## Passage fourni:
------------------------------------------------

À 26 ans, Simon Coutu a déjà un parcours de journaliste et de globe-trotter peu commun. Il a roulé sa bosse en Afrique, au Pakistan, en Haïti… partout où ça barde.

«Des souvenirs marquants ? Ce sont des détails souvent, des galères, comme en Haïti. On était en moto-taxi avec mon pote photographe. J’avais l’impression que l’engin avait un moteur de machine à coudre rafistolé avec du fil de fer. Et il pleuvait, en plus.» C’était en 2007, Simon Coutu se rendait faire un reportage sur la violence endiguée à Citée Soleil par la Mission des Nations Unies pour la Stabilisation en Haïti. Des histoires d’aventures, Simon Coutu en a à revendre. Depuis quatre ans, le jeune journaliste parcourt le globe pour des reportages publiés dans La Presse ou L’actualité, ou encore des topos diffusés sur Radio- Canada.

Simon a la bougeotte depuis longtemps. Parti étudier le jazz à La Havane à 21 ans, il comprend que la vie de musicien n’est pas pour lui. Il s’inscrit au bac en journalisme à l’UQAM et devient chef de pupitre culture à Montréal Campus. Ça tombe bien, la musique, il connaît ça. À peine son diplôme terminé, il part à l’aventure pendant ses vacances : « J’ai toujours été fasciné par le conflit israélo-palestinien. Ça faisait longtemps que j’avais le goût de me rendre sur le terrain. Je me suis pointé en Israël en 2006. »

Là-bas, Simon se joint à un kibboutz, un village collectiviste inspiré des grandes idées socialistes. Mais la réalité est bien différente, le kibboutz est privatisé et Simon n’a pas envie de fabriquer des ampoules à la chaîne. Changement de programme : il écrit un article sur l’équipe palestinienne de soccer lors de la Coupe du monde de 2006. Au même moment, deux soldats israéliens sont enlevés dans le nord par le Hezbollah. Il est envoyé par La Presse interviewer le père de Gilad Shalit, un des soldats enlevés. Il parvient à avoir son numéro de téléphone, mais celui-ci refuse de le rencontrer. Ni une ni deux, Simon prend l’autobus, fait du pouce jusqu’à la frontière libanaise, et retrouve l’homme, qui accepte finalement l’entrevue. Un bon coup pour le jeune journaliste : «J’étais assez fier de moi.»

------------------------------------------------

## Informations extraites:
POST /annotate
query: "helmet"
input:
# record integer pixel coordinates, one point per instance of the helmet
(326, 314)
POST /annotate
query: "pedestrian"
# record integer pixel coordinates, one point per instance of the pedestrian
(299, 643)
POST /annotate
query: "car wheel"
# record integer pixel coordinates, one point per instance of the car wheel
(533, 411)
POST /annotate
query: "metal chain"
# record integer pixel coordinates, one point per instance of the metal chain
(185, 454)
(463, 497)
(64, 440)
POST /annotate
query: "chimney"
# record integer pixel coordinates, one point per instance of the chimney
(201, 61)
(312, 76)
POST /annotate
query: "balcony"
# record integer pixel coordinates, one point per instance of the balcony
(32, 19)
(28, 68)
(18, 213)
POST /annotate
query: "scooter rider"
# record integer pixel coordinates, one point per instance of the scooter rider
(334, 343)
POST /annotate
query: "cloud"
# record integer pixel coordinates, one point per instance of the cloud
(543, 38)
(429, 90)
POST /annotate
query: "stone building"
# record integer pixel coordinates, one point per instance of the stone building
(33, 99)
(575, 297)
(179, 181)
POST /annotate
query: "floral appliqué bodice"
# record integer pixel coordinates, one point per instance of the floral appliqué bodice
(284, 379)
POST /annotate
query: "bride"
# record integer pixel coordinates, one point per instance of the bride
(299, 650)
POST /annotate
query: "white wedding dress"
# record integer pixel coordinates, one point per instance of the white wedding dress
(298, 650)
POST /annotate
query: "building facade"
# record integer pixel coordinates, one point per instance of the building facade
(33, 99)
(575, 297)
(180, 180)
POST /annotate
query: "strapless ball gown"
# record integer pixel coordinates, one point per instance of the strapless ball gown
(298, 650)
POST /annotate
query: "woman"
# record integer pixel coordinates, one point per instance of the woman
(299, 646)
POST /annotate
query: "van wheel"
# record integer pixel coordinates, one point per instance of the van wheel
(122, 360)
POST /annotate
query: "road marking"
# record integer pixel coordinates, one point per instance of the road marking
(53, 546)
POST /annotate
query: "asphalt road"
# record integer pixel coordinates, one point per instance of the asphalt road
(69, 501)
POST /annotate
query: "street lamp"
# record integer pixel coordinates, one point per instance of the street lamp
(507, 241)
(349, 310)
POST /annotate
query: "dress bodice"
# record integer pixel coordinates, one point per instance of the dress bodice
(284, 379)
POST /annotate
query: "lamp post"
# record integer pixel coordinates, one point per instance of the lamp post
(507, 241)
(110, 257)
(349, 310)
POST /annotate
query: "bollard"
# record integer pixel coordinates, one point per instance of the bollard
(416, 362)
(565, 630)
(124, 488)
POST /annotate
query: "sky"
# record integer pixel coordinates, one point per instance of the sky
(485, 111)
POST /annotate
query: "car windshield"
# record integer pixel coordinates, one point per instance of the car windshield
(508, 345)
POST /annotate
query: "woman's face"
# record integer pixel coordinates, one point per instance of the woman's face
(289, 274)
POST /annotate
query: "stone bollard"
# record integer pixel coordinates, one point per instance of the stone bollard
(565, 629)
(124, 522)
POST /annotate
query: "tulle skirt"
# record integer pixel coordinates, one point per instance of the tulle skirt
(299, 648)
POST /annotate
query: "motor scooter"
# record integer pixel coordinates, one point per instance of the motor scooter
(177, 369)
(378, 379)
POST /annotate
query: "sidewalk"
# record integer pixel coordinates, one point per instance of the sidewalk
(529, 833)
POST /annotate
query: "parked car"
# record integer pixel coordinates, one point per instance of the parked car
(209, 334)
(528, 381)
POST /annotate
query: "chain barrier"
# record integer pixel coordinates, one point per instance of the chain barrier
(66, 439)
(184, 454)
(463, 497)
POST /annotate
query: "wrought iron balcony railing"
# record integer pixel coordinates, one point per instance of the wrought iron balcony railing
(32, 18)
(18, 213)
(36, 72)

------------------------------------------------

## Tâches à réaliser:
[1] Dans le portrait de Simon Coutu, à quel âge Simon Coutu est-il parti étudier le jazz à La Havane ?
[2] Poursuivez le portrait de Simon Coutu à partir de sa dernière phrase.

## Réponses par tâche:
[1] À 21 ans.

[2]
Haïti, Israël, Palestine, Kosovo, Kenya, Pakistan, Afrique du Sud… Simon essaie de partir au moins deux fois par an. Il prépare ses sujets avant le départ, se documente le plus possible, et vend ses idées aux divers médias. Le jeune pigiste prend aussi en charge le déplacement, le logement, les frais sur place, etc. Une dépense qui ne le gêne pas. «Je ne vais pas à l’étranger pour faire des sous, je fais ça par passion. C’est l’idée du journalisme que j’ai toujours eue. » Pas de protection ou d’assurances de la part des médias non plus, comme il l’explique : «Si je me fais enlever ou si je me fais arrêter, ce sont mes assurances privées qui doivent payer.»

Quant au choix de ses destinations, l’aventurier préfère les bidonvilles aux tout-inclus. Son but? Couvrir des pays oubliés en dehors des temps de crise. «Quand j’étais en Palestine, j’étais seul avec la correspondante francophone de Radio-Canada.» L’Europe occidentale ne l’attire pas non plus : « Je suis allé en Cappadoce [en Turquie] l’année dernière. C’est magnifique, mais les touristes me donnent de l’urticaire. Je n’aime pas avoir l’impression d’être à Disney World.»

Rebelle, oui, mais pas inconscient. Simon Coutu affirme qu’il ne prend pas de risque inutile: «Le Pakistan a été ma seule mauvaise expérience. » Arrivé à Karachi avec une amie en 2008, il se croyait pourtant bien préparé. Ils n’ont pas engagé de fixer (un entremetteur local), faute de moyens. Très vite, des journalistes les ont prévenus: deux blancs-becs à Karachi, qui posent des questions, c’est extrêmement dangereux. Puis, son hôtel est braqué. Simon décide alors de partir à Islamabad. Il arrive juste au moment de l’attentat suicide contre l’hôtel Marriott qui a fait 60 morts et de nombreux blessés. «Honnêtement, j’avais peur. Ça tourne dans ta tête, t’as de la difficulté à dormir, tu paranoïes, tu vois des signes partout. À un moment, ce n’est plus gérable.»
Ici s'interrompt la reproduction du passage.